___ Given text
A 2008 New York Times article by Barron H. Lerner explored the question ‘At Bedside, Stay Stoic or Display Emotions?’. He (and the fact that he is a ‘he’ becomes relevant) contrasts the behaviour of two physicians. There is Dr Benita Burke, who was in the habit of,
‘…skipping lunch to spend extra time with her cancer patients. They dubbed this time ‘mental health rounds,’ during which they could address issues that were not strictly medical. Many times, Dr. Burke would wind up in tears or giving an embrace.’
I find that behaviour remarkable – in fact I find it uncomfortably eccentric. In contrast, according to the article, Dr. Hiram S. Cody (acting chief of the breast cancer service at Memorial Sloan-Kettering Cancer Center) adjures his staff,
‘to understand, to sympathise, to empathize and to reassure…not to be emotional and/or cry with my patients.’ The writer of the article then comments, ‘whether because of my personality or my being a man, I, too, have never cried in front of a patient.’ (Phew. I am not the only unfeeling man out there!)
In 2006 I wrote an article called ‘The Absence of Sadness: Darker Reflections on the Doctor-Patient Relationship’, which began with a paradox – recognition that I felt sadder when patients whom I barely knew died, rather than those I had watched suffering for days or weeks on the ward. I was moved (moist eyes, nothing more) by the love shown to a dying man by his family:
In this case my sadness derived not from torn attachment, but the juxtaposition of familial devotion with death. The brief sketch of his life, drawn during our first interaction in casualty, contained only positive images. My appreciation of him as a person was unchallenged, our relationship unsullied by the more complicated emotions that can accumulate on the ward.
______
___ Information
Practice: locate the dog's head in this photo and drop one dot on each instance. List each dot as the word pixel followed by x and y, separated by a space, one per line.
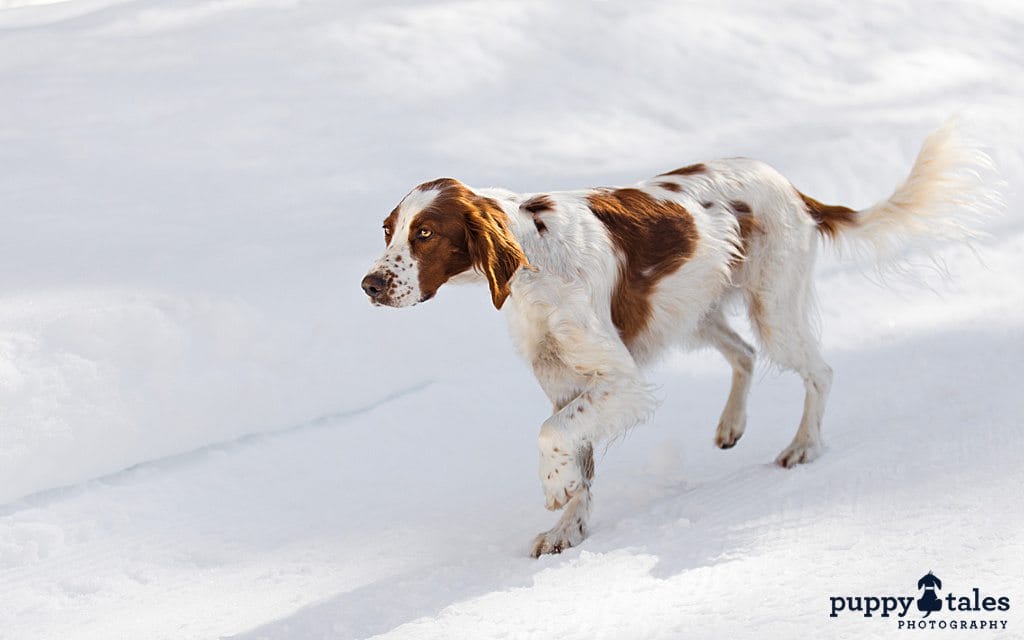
pixel 439 230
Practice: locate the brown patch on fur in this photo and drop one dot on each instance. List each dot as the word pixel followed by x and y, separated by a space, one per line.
pixel 467 231
pixel 757 311
pixel 536 206
pixel 749 226
pixel 389 225
pixel 655 238
pixel 829 218
pixel 688 170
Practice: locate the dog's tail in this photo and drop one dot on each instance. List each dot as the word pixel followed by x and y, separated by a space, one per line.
pixel 945 194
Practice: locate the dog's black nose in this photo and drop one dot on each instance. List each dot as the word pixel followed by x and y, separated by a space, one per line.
pixel 374 285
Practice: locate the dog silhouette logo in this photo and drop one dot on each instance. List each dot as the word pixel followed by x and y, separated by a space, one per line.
pixel 928 601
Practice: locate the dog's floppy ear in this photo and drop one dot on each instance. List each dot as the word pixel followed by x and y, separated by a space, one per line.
pixel 492 248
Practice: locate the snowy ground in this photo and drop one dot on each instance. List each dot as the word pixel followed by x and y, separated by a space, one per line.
pixel 206 431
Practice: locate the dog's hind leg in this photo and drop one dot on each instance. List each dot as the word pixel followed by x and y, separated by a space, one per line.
pixel 781 311
pixel 717 333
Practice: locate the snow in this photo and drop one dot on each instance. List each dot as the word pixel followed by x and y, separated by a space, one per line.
pixel 206 431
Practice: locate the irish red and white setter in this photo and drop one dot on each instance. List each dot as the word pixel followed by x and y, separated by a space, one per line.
pixel 597 283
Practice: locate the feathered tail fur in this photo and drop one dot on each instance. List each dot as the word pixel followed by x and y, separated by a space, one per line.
pixel 944 196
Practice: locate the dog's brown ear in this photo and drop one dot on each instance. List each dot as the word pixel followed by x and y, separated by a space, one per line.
pixel 492 248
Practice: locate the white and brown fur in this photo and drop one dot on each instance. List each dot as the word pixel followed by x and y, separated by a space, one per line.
pixel 597 283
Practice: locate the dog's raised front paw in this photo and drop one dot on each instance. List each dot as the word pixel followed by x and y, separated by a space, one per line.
pixel 799 453
pixel 730 429
pixel 568 532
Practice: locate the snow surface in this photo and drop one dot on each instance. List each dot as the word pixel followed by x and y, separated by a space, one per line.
pixel 206 431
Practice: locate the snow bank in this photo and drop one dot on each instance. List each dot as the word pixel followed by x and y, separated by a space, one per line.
pixel 192 192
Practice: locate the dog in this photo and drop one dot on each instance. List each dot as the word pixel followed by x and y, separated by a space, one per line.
pixel 597 283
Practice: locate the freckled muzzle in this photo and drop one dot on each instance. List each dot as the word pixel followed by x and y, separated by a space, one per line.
______
Requirement 1 →
In the text about doctors showing emotion at the bedside, what did Dr. Benita Burke's cancer patients call the extra time she spent with them?
Requirement 2 →
Continue the text about doctors showing emotion at the bedside, starting after its last sentence.

Task output 1 →
They called it "mental health rounds."

Task output 2 →
Then, having described various threats to the patient-physician relationship, I conclude,
The tensions created by sudden, severe or incurable illness settle on the most vulnerable aspect of our experience with patients; not our medical proficiency, not our energy, not our commitment to advocacy…but our sense of attachment.
So, if emotion cannot be explored (by some of us) at work, where can it be resolved? I have read some very emotional medical accounts recently. One example is Elin Lowri’s beautiful blog post about the importance of love in the inevitable progress of death. A number of commentators have admitted that they were moved tears. I certainly felt emotional, and that is saying a lot, for me! I asked myself how it is that someone like me can be moved by such well-written words at home, while being in little danger of sniffing back tears in the workplace. Then I was reminded of the Onion Cellar.
In The Tin Drum, by Gunter Grass, people who have been deprived of the opportunity to display emotion pay good money to meet in an onion cellar.
“…It was this drought, this tearlessness that brought those who could afford it to Schmuh’s Onion Cellar, where the host handed them a little cutting board – pig or fish – a pairing knife for eighty pfennigs, and for twelve marks an ordinary, field-, garden-, and kitchen-variety onion, and induced them to cut their onions smaller and smaller until the juice – what did the onion juice do? It did what the world and the sorrows of the world could not do: it brought forth a round, human tear. It made them cry. At last they were able to cry again. To cry properly, without restraint, to cry like mad. The tears flowed and washed everything away.”
I wondered, thinking about the right place and the right time for displays of emotion, whether a sentimental reaction to accounts of patients and their illnesses, read outside the workplace and in relation to people that we have never seen, may provide that access of emotion that we cannot readily, or safely, tap into on the awards. Perhaps there is a place for vicarious emotions, whereby the feelings that we probably should be feeling on the wards, as normal, feeling men and women, can be experienced in abstract, at a distance, through the words of others. So please keep those blog posts and articles coming…they are healthy!